What this task involves
Copy exactly the lines of the data below that run from the line holding "Final verification step: confirm the presence of bright" through the line holding "Final verification step: confirm the presence of green leafy", both ends included.

Dataset extract
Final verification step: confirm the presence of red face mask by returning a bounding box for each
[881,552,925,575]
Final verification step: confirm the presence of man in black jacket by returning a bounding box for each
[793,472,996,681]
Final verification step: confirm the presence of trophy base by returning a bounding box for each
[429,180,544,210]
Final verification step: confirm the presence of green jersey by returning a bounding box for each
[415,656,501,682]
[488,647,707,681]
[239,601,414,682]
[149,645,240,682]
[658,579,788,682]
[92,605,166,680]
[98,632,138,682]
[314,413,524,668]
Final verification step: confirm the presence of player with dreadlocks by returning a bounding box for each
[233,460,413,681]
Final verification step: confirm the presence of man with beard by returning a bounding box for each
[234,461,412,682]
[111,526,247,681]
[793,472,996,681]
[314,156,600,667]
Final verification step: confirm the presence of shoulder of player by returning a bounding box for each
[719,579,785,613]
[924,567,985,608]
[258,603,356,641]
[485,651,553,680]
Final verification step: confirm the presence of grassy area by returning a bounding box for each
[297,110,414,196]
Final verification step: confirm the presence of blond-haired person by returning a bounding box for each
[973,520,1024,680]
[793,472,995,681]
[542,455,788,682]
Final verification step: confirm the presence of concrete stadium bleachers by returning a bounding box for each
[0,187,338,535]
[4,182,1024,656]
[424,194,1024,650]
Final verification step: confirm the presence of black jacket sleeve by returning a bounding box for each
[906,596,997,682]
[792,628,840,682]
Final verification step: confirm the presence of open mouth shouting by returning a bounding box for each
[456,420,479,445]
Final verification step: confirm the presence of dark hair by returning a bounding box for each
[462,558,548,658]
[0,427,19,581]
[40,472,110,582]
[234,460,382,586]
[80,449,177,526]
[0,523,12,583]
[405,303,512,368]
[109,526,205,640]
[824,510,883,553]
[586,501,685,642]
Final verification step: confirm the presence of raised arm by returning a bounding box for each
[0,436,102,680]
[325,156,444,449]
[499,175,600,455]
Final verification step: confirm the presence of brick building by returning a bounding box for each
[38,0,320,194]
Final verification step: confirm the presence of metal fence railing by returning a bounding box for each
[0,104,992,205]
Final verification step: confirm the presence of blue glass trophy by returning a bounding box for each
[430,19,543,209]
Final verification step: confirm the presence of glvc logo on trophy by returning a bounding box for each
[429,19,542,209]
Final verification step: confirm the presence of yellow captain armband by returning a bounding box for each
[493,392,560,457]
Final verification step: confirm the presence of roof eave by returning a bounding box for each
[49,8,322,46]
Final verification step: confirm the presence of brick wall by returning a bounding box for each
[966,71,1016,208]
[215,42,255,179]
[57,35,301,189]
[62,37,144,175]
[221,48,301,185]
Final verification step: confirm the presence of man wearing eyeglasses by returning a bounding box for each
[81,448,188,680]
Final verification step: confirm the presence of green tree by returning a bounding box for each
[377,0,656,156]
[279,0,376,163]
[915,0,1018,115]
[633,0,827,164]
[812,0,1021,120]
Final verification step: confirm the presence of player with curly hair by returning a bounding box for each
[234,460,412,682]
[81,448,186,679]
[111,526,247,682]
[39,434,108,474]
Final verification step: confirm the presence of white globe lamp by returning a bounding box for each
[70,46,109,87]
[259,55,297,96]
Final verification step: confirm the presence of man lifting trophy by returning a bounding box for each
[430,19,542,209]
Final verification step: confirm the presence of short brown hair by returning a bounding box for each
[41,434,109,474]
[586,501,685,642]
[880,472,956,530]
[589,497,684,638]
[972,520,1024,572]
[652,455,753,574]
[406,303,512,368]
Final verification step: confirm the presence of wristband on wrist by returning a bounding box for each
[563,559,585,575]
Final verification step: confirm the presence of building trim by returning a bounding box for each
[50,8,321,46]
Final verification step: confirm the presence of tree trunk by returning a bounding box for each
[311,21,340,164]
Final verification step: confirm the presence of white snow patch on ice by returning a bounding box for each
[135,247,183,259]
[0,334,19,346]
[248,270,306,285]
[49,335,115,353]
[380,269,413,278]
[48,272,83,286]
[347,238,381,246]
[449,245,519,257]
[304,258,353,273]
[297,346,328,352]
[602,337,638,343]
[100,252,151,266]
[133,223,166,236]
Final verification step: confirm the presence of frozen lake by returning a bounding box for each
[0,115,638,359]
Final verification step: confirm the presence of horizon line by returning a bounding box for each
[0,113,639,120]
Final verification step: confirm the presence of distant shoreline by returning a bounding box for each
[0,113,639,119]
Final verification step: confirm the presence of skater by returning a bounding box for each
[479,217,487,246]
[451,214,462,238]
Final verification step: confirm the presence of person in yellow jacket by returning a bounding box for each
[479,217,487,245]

==

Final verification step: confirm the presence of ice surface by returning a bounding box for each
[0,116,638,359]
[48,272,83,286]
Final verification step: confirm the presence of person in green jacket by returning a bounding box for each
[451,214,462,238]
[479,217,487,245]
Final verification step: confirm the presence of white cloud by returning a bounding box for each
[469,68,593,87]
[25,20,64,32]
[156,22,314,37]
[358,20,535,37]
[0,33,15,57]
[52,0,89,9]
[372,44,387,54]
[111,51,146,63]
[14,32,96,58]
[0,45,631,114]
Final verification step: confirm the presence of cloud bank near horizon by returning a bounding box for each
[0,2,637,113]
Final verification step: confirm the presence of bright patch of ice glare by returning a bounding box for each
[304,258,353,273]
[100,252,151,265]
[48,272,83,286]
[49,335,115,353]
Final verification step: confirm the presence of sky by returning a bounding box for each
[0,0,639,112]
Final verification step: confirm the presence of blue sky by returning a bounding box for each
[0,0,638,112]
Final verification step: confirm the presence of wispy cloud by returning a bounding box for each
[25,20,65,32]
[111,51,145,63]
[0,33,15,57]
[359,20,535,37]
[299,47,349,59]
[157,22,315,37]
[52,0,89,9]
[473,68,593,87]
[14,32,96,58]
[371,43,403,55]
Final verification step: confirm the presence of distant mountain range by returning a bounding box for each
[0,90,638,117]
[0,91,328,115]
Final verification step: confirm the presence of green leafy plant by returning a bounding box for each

Result
Final verification step: confirm the presence of bright patch of ice glare by returning a bounding box for each
[304,258,353,273]
[100,252,151,265]
[48,272,83,286]
[49,335,115,353]
Final verification step: confirm the presence of sky by returning a bounding box for each
[0,0,639,112]
Final verification step: confirm the presence of blue sky by returning a bounding box for each
[0,0,638,112]
Final verification step: confirm the presence of wispy cloud by returning a bounding box for each
[25,20,65,32]
[111,51,145,63]
[0,33,15,57]
[359,20,535,37]
[299,47,349,59]
[157,22,315,37]
[52,0,89,9]
[473,68,593,87]
[14,32,96,58]
[371,43,403,55]
Final verification step: confirm the presence of distant mountain range by returning a bounding box for each
[0,90,638,117]
[0,91,328,115]
Final verification step: confirm the presence of green leafy plant by returning a bounding box for each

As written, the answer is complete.